DOCUMENT TEXT:
------------
Signed character data must be converted to unsigned char before being assigned or converted to a larger signed type. This rule applies to both signed char and (plain) char characters on implementations where char is defined to have the same range, representation, and behaviors as signed char.

However, this rule is applicable only in cases where the character data may contain values that can be interpreted as negative numbers. For example, if the char type is represented by a two's complement 8-bit value, any character value greater than +127 is interpreted as a negative value.

This rule is a generalization of STR37-C. Arguments to character-handling functions must be representable as an unsigned char.

Noncompliant Code Example

This noncompliant code example is taken from a vulnerability in bash versions 1.14.6 and earlier that led to the release of CERT Advisory CA-1996-22. This vulnerability resulted from the sign extension of character data referenced by the c_str pointer in the yy_string_get() function in the parse.y module of the bash source code:

static int yy_string_get(void) {
  register char *c_str;
  register int c;

  c_str = bash_input.location.string;
  c = EOF;

  /* If the string doesn't exist or is empty, EOF found */
  if (c_str && *c_str) {
    c = *c_str++;
    bash_input.location.string = c_str;
  }
  return (c);
}

The c_str variable is used to traverse the character string containing the command line to be parsed. As characters are retrieved from this pointer, they are stored in a variable of type int. For implementations in which the char type is defined to have the same range, representation, and behavior as signed char, this value is sign-extended when assigned to the int variable. For character code 255 decimal (−1 in two's complement form), this sign extension results in the value −1 being assigned to the integer, which is indistinguishable from EOF.
------------
EXTRACTED INFORMATION:

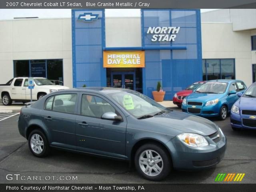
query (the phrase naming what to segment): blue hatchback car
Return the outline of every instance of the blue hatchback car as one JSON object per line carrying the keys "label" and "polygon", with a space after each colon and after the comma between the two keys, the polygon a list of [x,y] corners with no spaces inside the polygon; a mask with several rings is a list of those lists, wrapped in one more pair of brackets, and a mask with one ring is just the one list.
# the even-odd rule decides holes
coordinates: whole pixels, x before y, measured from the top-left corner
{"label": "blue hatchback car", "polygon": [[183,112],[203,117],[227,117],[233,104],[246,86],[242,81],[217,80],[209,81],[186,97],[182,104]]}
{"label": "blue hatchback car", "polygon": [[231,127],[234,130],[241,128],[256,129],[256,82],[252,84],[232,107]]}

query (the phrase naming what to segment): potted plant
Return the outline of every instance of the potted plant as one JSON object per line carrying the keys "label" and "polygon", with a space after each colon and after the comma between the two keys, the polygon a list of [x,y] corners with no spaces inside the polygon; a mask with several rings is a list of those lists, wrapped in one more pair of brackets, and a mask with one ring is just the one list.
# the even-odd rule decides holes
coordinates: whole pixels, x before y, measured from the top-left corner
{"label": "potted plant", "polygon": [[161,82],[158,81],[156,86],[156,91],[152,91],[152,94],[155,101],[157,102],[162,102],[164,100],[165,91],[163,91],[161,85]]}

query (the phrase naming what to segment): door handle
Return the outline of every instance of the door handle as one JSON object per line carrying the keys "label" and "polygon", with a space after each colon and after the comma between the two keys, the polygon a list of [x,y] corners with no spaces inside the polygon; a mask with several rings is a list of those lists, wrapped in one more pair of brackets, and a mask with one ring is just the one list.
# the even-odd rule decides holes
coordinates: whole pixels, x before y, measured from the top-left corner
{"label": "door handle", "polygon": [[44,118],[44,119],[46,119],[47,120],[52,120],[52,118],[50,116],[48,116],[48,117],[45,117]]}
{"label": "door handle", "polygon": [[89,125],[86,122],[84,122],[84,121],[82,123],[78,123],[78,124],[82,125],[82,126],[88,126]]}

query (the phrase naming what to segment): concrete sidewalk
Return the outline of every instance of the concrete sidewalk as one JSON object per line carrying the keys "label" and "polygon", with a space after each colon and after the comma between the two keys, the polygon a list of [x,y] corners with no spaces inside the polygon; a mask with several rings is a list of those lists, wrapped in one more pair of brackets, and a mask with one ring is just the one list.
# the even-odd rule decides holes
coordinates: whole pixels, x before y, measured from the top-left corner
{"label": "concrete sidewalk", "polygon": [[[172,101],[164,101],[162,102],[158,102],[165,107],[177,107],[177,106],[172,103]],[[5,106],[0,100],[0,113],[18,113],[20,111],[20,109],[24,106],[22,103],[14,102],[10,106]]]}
------------
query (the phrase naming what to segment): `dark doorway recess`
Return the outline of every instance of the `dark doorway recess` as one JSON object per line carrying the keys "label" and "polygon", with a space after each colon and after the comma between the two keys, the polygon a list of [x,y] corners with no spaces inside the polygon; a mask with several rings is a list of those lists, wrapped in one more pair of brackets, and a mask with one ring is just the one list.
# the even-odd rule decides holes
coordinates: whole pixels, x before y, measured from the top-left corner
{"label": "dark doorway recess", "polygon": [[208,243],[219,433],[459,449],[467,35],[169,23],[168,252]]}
------------
TASK SET:
1: In the signed character conversion text, which bash versions contained the vulnerability that led to CERT Advisory CA-1996-22?
2: Count the rows whose lines contain the string "recess", treating case as significant.
The rows bear no relation to the signed character conversion text.

ANSWER LIST:
1: Bash versions 1.14.6 and earlier.

2: 3